For each statement (a), (b), and (c), say whether it agrees with the article on office space below, answering yes or no and quoting the article's deciding words exactly. (a) Amazon plans to add 900,000 square feet of new office space in six cities. (b) Harding said some companies in his deals downsized after the coronavirus arrived. (c) Harding counted 19 transactions since March.

══ Text block ══

LA Real Estate Brokers Say Companies Holding Off on Downsizing Office Space - Commentary from Ryan Harding and Jennifer Frisk

Many companies have extended their work-from-home policies through 2020 and beyond, which has led some to speculate that the days of the physical office space could be numbered.

Then Amazon on Monday announced that it plans to add 900,000 square feet of new office space in six cities, including a takeover of the former Lord & Taylor flagship department store in Manhattan.

As the second-largest employer in the U.S, Amazon's move arguably marks a turning point in how companies imagine a post-COVID future, but it's also not the only employer that has held out hope amid the pandemic for a return to the office.

"What we're seeing is that while everyone is talking about working from home, we don't think it's going to be nearly what we thought it was four, five months ago," Ryan Harding, executive managing director in Newmark Knight Frank’s Los Angeles office, told Cheddar

Tracking his own deals over the last six months, Harding said no companies have downsized in the wake of coronavirus. Instead, they've renewed, relocated, or even expanded.

Out of 19 transactions since March, he said, roughly a third of companies are expanding. The average deal size in Los Angeles also tripled from roughly 5,000 to 11,500 square feet, suggesting that companies are seeking out larger, more flexible space.

That doesn't mean downsizing won't happen in the near future, Harding said, but for now, companies are waiting it out. This is a far cry from the sense of impending doom that hung over the commercial real estate industry early in the pandemic.

═══
══ Supplied information ══

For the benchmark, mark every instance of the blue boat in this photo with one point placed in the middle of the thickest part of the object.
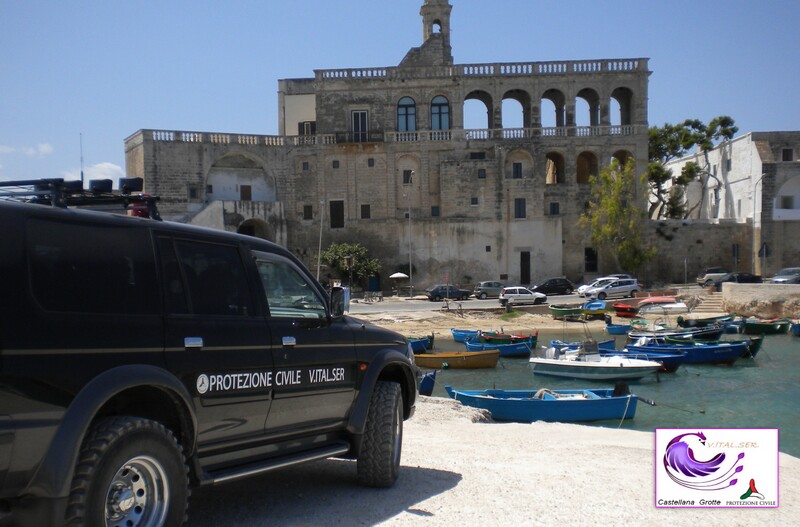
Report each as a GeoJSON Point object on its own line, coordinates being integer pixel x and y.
{"type": "Point", "coordinates": [618, 329]}
{"type": "Point", "coordinates": [427, 382]}
{"type": "Point", "coordinates": [609, 344]}
{"type": "Point", "coordinates": [420, 344]}
{"type": "Point", "coordinates": [461, 335]}
{"type": "Point", "coordinates": [594, 308]}
{"type": "Point", "coordinates": [670, 362]}
{"type": "Point", "coordinates": [721, 352]}
{"type": "Point", "coordinates": [517, 349]}
{"type": "Point", "coordinates": [564, 406]}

═══

* Response:
(a) Yes: "Amazon on Monday announced that it plans to add 900,000 square feet of new office space in six cities"
(b) No: "Harding said no companies have downsized in the wake of coronavirus"
(c) Yes: "Out of 19 transactions since March"